* [Parts of the exercise]:
1 > In the news roundup, how long did Trump tell the Times he expected the war to last?
2 > List every distinct news outlet cited in parentheses in the news roundup's section headed "Epstein, Epstein, Epstein."
3 > Print the passage of the news roundup starting at "Take Washingtonian Today" and ending at "our May issue.".
Document segment START
Take Washingtonian Today with you! I keep ridiculously long playlists on Apple Music and on Spotify of this year’s music recommendations. Here are 2025’s songs (Apple, Spotify), too.
Tell *us* where to go: Typically, we’re the ones giving readers travel recommendations. But this year, we’re asking you to share your opinions, too. Nominate your favorite place to stay in our travel survey, and you could win a $100 gift card—and your picks may end up in our May issue.
Here’s some administration news you might have blocked out:
War in Iran: Hezbollah and Israel traded attacks early Monday as President Trump‘s war in the region widened. The Iran-backed Hezbollah said it fired rockets into Israel because it killed Iranian supreme leader Ayatollah Ali Khamenei Saturday. (NYT) Trump, who was at Mar-a-Lago, passed part of the weekend phoning media outlets and making announcements on his social media platform. He told the Times he expected the war to last three or four weeks and “offered several seemingly contradictory visions of how power might be transferred to a new government.” (NYT) He told the Atlantic he’d agreed to talks with the Iranians—though Iran said it wouldn’t negotiate. (Atlantic) He told the Daily Mail that the three US servicemembers killed in Kuwait Sunday were “great people.” (Daily Mail) In a video, he braced the US “for a sustained, costly military campaign, a sign America has entered an open-ended war with a rising human cost.” (Axios)
The fallout: Oil prices shot up overnight after three oil tankers got hit near the Strait of Hormuz. (BBC News) The war “risks ending a monthslong period of low prices at the pump and hurting Republicans’ prospects in the midterm elections.” (WSJ) Congress (remember them?) will hold apparently symbolic votes about war powers this week. (Politico) Pentagon officials told Congress there were no signs Iran was about to attack the US. (Reuters) Only one in four Americans polled over the weekend expressed support for the war. (Reuters) Amid the war, lawmakers say the fact that the Department of Homeland Security is still shut down barely registers with most of their constituents. (Washington Post)
Epstein, Epstein, Epstein: Former President Clinton told a GOP-led House panel Friday he “saw nothing, and I did nothing wrong” when socializing with the deceased, disgraced financier Jeffrey Epstein. (Washington Post) Democrats on the committee said they had the votes to subpoena Commerce Secretary Howard Lutnick to discuss his relationship with Epstein. (Politico) Epstein maintained a “small stable of loyal medical specialists,” including Eva Dubin, the head of Mt. Sinai’s breast cancer center. (NYT) The Department of Justice declined to pursue charges against powerful men who knew Epstein and whom some of Epstein’s victims said assaulted them. (WSJ) New Mexico’s probe into Epstein’s Zorro Ranch there may prove fruitless: The ranch has a new owner, who’s running for office in Texas, and years have passed. (NYT)
Document segment END
Data provided START
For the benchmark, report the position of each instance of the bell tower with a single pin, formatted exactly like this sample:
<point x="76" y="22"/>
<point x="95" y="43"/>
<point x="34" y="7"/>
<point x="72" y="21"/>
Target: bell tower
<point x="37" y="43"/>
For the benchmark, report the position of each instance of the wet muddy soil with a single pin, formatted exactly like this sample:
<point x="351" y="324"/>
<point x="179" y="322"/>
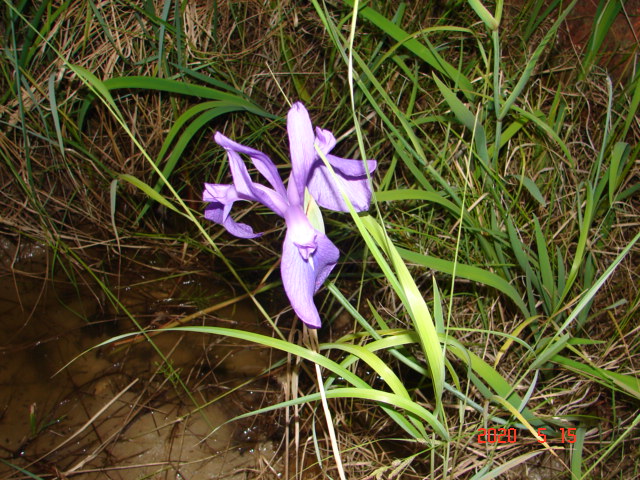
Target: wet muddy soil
<point x="124" y="413"/>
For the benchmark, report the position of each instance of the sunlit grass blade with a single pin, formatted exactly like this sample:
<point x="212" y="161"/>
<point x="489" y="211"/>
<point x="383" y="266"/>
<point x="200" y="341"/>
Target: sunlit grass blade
<point x="415" y="305"/>
<point x="603" y="21"/>
<point x="150" y="192"/>
<point x="588" y="295"/>
<point x="176" y="87"/>
<point x="489" y="20"/>
<point x="496" y="382"/>
<point x="613" y="380"/>
<point x="389" y="399"/>
<point x="468" y="119"/>
<point x="470" y="272"/>
<point x="506" y="466"/>
<point x="533" y="61"/>
<point x="426" y="53"/>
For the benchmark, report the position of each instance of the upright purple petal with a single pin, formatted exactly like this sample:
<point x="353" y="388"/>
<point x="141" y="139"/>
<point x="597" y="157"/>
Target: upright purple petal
<point x="350" y="178"/>
<point x="221" y="198"/>
<point x="308" y="257"/>
<point x="302" y="150"/>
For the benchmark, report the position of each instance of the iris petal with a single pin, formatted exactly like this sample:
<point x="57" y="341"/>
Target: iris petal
<point x="350" y="177"/>
<point x="261" y="161"/>
<point x="302" y="150"/>
<point x="302" y="278"/>
<point x="221" y="199"/>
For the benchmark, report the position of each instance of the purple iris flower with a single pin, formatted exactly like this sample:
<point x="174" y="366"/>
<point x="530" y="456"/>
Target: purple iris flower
<point x="308" y="256"/>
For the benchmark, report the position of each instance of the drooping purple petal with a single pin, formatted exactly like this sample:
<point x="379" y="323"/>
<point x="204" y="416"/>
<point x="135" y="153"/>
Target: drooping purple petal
<point x="249" y="190"/>
<point x="308" y="257"/>
<point x="221" y="198"/>
<point x="301" y="149"/>
<point x="350" y="178"/>
<point x="325" y="140"/>
<point x="261" y="161"/>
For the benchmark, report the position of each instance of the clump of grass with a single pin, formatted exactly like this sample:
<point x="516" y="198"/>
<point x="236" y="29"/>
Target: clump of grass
<point x="496" y="285"/>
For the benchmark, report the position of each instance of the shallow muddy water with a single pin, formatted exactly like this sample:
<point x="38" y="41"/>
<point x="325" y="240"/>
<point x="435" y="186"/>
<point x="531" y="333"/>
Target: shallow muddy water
<point x="121" y="412"/>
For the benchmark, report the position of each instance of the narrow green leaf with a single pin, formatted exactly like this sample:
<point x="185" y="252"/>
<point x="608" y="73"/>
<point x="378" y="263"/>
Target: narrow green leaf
<point x="151" y="193"/>
<point x="531" y="64"/>
<point x="544" y="265"/>
<point x="468" y="119"/>
<point x="426" y="52"/>
<point x="470" y="272"/>
<point x="484" y="14"/>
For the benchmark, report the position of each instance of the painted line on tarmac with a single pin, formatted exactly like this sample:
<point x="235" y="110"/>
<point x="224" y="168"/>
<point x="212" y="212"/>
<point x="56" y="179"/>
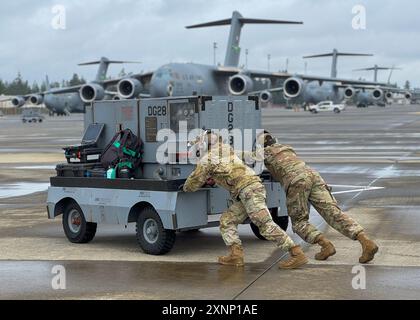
Data provided END
* [Answers by task]:
1 > Three or four weeks.

2 > Washington Post, Politico, NYT, WSJ

3 >
Take Washingtonian Today with you! I keep ridiculously long playlists on Apple Music and on Spotify of this year’s music recommendations. Here are 2025’s songs (Apple, Spotify), too.
Tell *us* where to go: Typically, we’re the ones giving readers travel recommendations. But this year, we’re asking you to share your opinions, too. Nominate your favorite place to stay in our travel survey, and you could win a $100 gift card—and your picks may end up in our May issue.